EXERCISE PROMPT
Starting at the line containing "Give the innermost point of each instance of the wet ice" and ending at the line containing "(1187, 484)", copy out every line of the material, adding 87 to each number in the pixel coordinates. Leave the pictures out of your answer.

PROVIDED INFORMATION
•••••
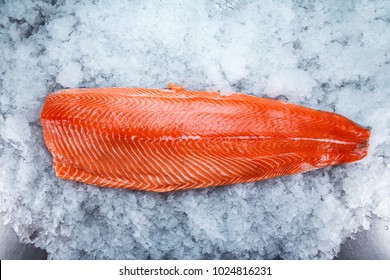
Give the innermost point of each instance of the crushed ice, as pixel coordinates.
(330, 57)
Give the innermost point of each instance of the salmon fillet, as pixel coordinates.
(174, 139)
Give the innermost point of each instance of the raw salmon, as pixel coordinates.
(173, 139)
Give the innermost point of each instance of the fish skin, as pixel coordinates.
(173, 139)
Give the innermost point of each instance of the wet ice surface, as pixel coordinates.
(328, 55)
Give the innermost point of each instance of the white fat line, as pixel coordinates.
(325, 140)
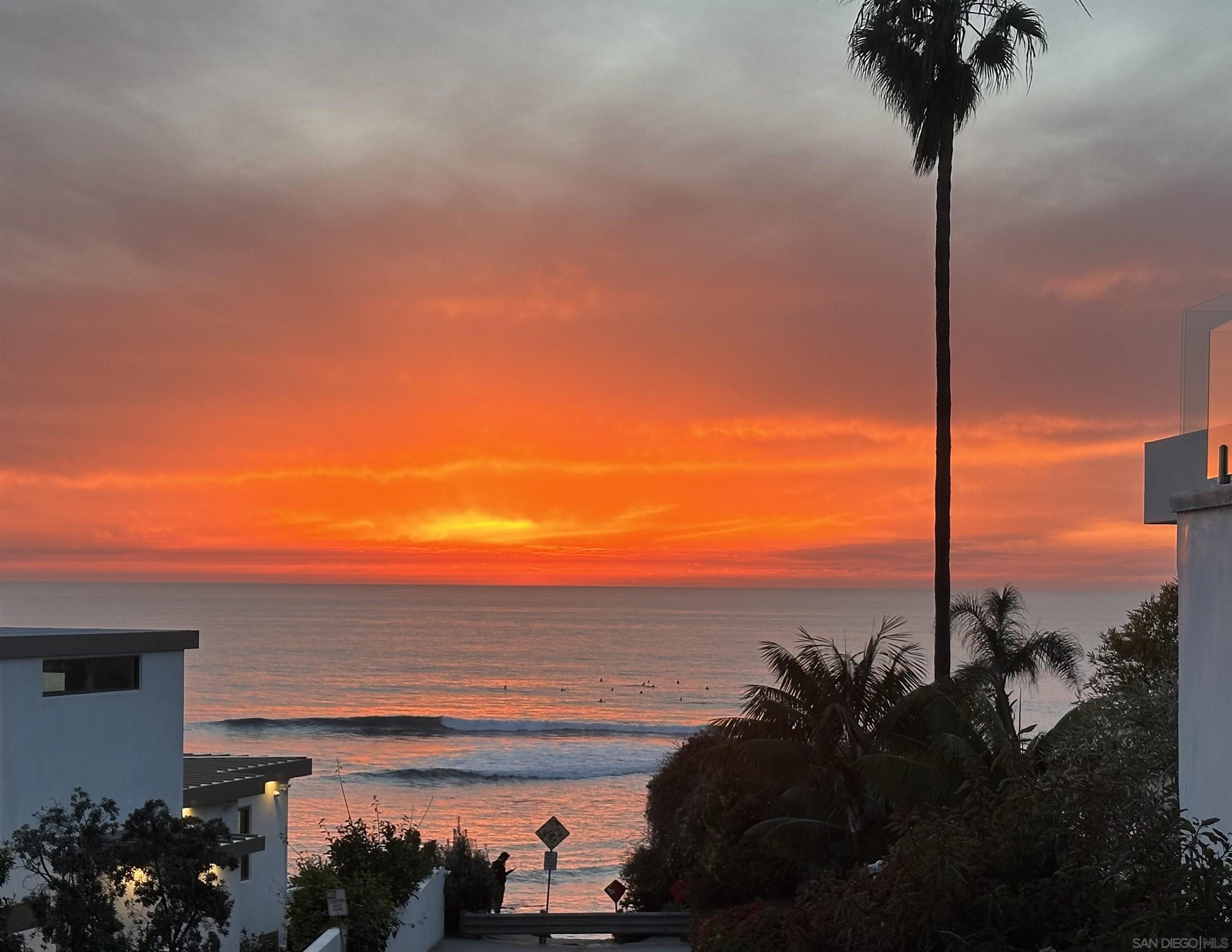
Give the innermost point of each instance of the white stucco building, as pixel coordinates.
(102, 710)
(1187, 484)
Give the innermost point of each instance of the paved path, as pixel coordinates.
(525, 944)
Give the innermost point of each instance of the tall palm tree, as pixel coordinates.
(932, 62)
(827, 712)
(1004, 651)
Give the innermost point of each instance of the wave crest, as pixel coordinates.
(427, 726)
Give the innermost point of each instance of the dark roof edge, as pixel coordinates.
(252, 785)
(1209, 498)
(94, 643)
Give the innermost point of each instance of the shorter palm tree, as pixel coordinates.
(1006, 652)
(815, 728)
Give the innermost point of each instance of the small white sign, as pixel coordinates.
(335, 903)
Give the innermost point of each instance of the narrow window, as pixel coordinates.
(89, 675)
(245, 829)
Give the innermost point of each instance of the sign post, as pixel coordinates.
(552, 834)
(550, 865)
(615, 890)
(335, 907)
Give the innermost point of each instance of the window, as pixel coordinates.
(245, 829)
(87, 675)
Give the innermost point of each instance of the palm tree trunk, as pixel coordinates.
(942, 488)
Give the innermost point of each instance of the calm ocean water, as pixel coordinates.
(495, 706)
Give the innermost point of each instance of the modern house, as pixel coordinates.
(1187, 483)
(102, 710)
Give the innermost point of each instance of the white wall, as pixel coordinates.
(1204, 562)
(260, 900)
(329, 941)
(423, 918)
(127, 745)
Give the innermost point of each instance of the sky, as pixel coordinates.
(585, 293)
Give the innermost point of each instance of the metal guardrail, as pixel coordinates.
(549, 924)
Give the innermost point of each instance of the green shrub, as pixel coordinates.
(469, 887)
(1078, 849)
(380, 867)
(753, 928)
(697, 814)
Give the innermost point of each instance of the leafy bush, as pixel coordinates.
(469, 887)
(698, 811)
(1073, 842)
(1078, 848)
(380, 866)
(753, 928)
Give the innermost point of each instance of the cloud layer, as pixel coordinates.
(583, 292)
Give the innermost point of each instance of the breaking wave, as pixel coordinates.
(417, 726)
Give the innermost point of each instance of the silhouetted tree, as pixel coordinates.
(932, 62)
(74, 853)
(828, 712)
(1004, 651)
(173, 864)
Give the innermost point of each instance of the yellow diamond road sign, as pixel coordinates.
(552, 833)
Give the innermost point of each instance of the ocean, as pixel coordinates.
(492, 707)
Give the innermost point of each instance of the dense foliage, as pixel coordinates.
(86, 862)
(1071, 840)
(469, 887)
(380, 866)
(698, 811)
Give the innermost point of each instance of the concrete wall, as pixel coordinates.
(329, 941)
(127, 745)
(1171, 466)
(1204, 566)
(423, 918)
(260, 900)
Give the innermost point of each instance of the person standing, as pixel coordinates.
(499, 873)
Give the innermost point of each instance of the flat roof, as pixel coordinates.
(211, 779)
(71, 642)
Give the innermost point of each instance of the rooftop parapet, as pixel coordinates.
(1191, 460)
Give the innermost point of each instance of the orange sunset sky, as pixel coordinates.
(571, 292)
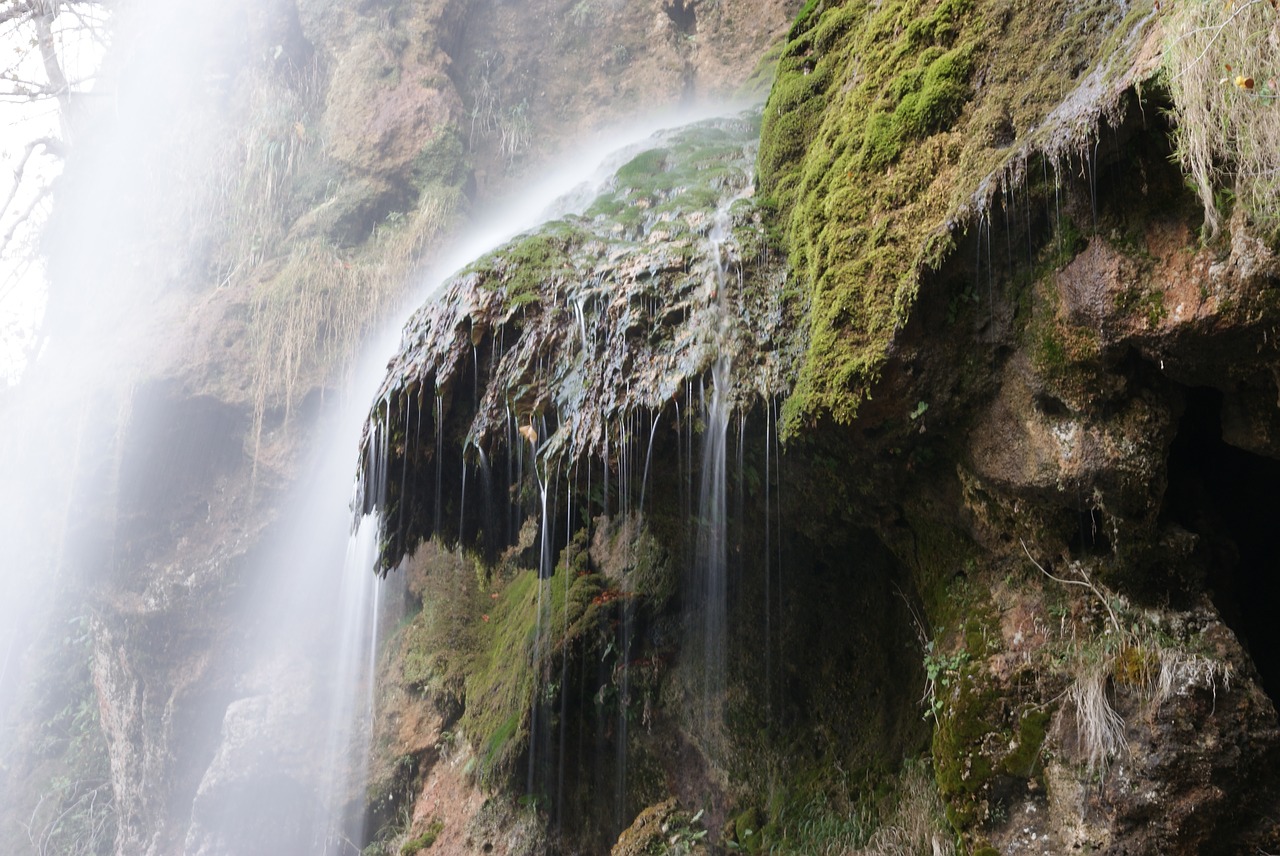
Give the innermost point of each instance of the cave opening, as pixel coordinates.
(1228, 498)
(682, 14)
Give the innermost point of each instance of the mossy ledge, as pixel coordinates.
(890, 128)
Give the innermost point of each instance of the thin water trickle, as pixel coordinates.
(712, 548)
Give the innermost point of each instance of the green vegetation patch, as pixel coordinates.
(883, 119)
(529, 626)
(424, 841)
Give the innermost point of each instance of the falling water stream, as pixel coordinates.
(355, 645)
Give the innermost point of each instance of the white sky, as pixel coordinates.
(22, 271)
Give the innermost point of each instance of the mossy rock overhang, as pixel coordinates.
(896, 129)
(545, 349)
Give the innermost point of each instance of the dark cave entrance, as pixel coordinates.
(1232, 499)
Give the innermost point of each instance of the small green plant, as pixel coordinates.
(424, 841)
(940, 671)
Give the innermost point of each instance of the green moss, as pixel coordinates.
(963, 769)
(510, 655)
(643, 166)
(425, 840)
(873, 141)
(1024, 759)
(442, 163)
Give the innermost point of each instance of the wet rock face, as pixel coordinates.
(557, 338)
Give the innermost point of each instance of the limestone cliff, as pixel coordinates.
(1028, 451)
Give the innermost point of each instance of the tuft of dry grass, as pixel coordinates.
(1098, 728)
(1223, 65)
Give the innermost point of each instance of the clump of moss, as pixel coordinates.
(424, 841)
(531, 622)
(963, 769)
(876, 137)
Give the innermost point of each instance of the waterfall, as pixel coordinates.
(712, 550)
(351, 696)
•••••
THE RESULT
Give the innermost point of each instance of the wet ice surface, as pixel coordinates.
(415, 142)
Give the innermost point of each instance of the white fat line, as pixel coordinates.
(412, 227)
Give the innermost point of each instance of the white stucco building, as pixel coordinates.
(189, 797)
(1274, 571)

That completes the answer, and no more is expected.